**Your goal**
Give back the line where "Could you please indicate the electrical" appears and all the lines after it until the listing ends, unchanged and with nothing else.

Start Provided information

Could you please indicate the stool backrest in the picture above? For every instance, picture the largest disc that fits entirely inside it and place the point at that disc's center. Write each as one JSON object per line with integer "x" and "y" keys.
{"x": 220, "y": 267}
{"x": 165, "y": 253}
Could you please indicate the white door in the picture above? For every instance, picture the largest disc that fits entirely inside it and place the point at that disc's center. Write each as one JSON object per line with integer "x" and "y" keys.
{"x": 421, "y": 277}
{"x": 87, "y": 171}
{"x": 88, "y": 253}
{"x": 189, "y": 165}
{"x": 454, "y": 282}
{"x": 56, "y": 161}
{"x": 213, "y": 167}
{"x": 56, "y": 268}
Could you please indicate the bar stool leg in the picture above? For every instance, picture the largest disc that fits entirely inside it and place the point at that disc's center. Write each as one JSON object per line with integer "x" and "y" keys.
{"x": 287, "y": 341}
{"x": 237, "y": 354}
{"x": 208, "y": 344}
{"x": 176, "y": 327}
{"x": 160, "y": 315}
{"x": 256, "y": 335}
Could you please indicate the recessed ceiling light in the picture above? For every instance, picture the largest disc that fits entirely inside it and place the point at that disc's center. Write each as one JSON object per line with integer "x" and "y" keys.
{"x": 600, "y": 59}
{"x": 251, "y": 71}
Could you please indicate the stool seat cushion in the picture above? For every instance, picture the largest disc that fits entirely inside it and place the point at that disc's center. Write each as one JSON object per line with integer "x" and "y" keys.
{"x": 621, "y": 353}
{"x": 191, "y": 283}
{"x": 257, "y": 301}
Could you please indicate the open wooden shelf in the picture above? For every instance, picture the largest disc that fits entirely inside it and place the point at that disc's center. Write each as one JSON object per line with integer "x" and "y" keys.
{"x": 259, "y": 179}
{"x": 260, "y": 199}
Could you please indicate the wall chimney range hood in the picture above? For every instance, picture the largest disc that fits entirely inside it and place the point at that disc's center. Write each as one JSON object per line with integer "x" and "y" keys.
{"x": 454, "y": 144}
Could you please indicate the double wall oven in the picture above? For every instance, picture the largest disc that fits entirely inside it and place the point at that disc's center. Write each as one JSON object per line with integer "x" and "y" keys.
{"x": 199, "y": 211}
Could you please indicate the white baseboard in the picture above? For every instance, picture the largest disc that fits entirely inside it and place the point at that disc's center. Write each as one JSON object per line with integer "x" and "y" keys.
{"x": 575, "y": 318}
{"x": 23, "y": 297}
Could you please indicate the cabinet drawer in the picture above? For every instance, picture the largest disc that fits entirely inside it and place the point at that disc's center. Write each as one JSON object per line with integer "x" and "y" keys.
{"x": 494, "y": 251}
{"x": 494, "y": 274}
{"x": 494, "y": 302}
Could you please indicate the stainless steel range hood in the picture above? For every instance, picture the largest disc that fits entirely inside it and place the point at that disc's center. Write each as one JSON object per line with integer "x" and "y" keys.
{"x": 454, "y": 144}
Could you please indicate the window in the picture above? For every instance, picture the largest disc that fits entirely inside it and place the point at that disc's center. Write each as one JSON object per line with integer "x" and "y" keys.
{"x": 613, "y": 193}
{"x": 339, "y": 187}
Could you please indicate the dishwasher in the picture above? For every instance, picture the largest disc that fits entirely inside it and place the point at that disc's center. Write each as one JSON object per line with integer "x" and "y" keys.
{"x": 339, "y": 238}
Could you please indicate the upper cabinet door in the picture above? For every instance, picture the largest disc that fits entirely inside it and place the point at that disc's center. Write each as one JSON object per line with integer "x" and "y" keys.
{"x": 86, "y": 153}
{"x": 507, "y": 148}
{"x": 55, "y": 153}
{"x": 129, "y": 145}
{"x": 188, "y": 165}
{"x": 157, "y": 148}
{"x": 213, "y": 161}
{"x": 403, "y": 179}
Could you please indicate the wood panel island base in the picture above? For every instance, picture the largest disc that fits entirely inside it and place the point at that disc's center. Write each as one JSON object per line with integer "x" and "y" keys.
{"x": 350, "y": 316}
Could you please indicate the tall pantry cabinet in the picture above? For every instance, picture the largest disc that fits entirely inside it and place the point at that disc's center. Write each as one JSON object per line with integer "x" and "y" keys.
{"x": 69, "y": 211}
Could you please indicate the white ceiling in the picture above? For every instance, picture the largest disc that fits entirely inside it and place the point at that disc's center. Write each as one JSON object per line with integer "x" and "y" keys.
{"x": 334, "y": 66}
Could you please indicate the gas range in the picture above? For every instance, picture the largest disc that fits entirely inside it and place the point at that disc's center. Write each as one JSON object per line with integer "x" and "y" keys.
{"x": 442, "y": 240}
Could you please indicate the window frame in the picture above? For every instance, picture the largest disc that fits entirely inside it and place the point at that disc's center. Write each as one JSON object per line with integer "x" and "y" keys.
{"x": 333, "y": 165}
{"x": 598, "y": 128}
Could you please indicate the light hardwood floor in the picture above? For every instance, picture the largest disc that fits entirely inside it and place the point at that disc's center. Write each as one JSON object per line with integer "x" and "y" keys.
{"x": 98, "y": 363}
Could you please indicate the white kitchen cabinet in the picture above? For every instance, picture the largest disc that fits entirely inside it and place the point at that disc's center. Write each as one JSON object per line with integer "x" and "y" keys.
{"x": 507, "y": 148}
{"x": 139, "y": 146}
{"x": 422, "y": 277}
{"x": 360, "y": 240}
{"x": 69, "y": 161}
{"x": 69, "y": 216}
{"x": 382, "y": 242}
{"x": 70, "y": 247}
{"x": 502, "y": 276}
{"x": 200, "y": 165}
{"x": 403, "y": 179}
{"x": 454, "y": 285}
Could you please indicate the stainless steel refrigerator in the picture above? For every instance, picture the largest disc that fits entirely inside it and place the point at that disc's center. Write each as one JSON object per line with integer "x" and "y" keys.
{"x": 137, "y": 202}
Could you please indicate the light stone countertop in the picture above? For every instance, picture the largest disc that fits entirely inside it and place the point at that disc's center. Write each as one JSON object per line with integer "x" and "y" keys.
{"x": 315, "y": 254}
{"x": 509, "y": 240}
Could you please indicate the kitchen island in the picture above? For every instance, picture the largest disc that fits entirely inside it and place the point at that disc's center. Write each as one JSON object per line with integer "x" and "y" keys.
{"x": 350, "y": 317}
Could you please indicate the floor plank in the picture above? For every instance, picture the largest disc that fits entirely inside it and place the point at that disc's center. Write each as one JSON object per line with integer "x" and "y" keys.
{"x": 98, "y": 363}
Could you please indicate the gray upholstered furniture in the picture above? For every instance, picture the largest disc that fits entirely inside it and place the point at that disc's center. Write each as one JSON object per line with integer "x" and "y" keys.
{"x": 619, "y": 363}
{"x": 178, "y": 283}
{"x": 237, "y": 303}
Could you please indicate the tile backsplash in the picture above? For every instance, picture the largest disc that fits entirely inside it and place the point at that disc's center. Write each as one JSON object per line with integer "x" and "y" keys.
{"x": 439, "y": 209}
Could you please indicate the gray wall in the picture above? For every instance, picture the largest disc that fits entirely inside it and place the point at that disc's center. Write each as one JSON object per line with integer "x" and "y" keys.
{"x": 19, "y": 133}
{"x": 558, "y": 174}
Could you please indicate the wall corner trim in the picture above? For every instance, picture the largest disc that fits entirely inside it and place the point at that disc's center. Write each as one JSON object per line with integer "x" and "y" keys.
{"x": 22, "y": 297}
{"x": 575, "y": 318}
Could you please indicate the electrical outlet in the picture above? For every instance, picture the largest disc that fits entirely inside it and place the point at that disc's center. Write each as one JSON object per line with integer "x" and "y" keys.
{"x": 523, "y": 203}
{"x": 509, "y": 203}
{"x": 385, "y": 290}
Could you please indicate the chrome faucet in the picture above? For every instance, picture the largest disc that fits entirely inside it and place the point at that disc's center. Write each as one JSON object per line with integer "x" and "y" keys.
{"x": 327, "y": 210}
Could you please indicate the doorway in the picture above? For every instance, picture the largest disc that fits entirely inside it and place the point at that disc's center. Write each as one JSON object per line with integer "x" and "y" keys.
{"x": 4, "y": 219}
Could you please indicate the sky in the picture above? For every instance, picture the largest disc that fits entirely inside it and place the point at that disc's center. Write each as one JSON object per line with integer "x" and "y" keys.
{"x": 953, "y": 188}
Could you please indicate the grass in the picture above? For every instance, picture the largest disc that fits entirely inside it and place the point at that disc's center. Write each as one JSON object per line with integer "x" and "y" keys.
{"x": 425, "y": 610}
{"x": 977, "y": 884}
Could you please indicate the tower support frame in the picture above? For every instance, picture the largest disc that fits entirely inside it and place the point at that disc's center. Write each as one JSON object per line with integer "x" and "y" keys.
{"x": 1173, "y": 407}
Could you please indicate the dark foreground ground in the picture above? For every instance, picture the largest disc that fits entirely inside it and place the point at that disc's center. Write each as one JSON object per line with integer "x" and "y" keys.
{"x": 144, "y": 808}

End Provided information

**Result for this task**
Could you please indicate the electrical outlet in the picture above? For every instance, picture the largest disc that fits entirely inside it and place the point at that disc's center. Write each as one JSON object per line with integer "x" and "y" keys.
{"x": 523, "y": 203}
{"x": 509, "y": 203}
{"x": 385, "y": 290}
Could you please indicate the chrome faucet in the picture above? For every instance, picture the largest disc that fits entirely inside it and place the point at that disc's center. Write each as one JSON object per line with integer "x" and "y" keys.
{"x": 327, "y": 210}
Could you please indicate the doorway in the picture above? For every instance, picture the largest disc that fits entirely inside it and place the point at that disc's center. Write each as one JSON object per line with integer "x" and "y" keys.
{"x": 4, "y": 219}
Could you please indicate the sky in the picture above? For every instance, picture the largest disc that fits entirely inside it and place the point at that disc's center. Write each as one JSON object per line with integer "x" and "y" keys.
{"x": 953, "y": 188}
Could you please indicate the grass in the picture above? For every instance, picture the largest disc that fits entirely inside it and place the point at that disc's center. Write each as one JSON object per line with integer "x" and "y" keys.
{"x": 425, "y": 610}
{"x": 977, "y": 884}
Could you please indicate the tower support frame in the picture above? For every instance, picture the largest disc that fits entirely inside it and place the point at that disc's center. Write each as one JSON object per line with integer "x" and "y" keys.
{"x": 1173, "y": 407}
Could you please indicate the dark foreground ground in the picture above? For every instance, picture the largest disc that fits entirely inside it and place the point at that disc's center. Write each as one JSON object per line with integer "x" and "y" keys.
{"x": 144, "y": 808}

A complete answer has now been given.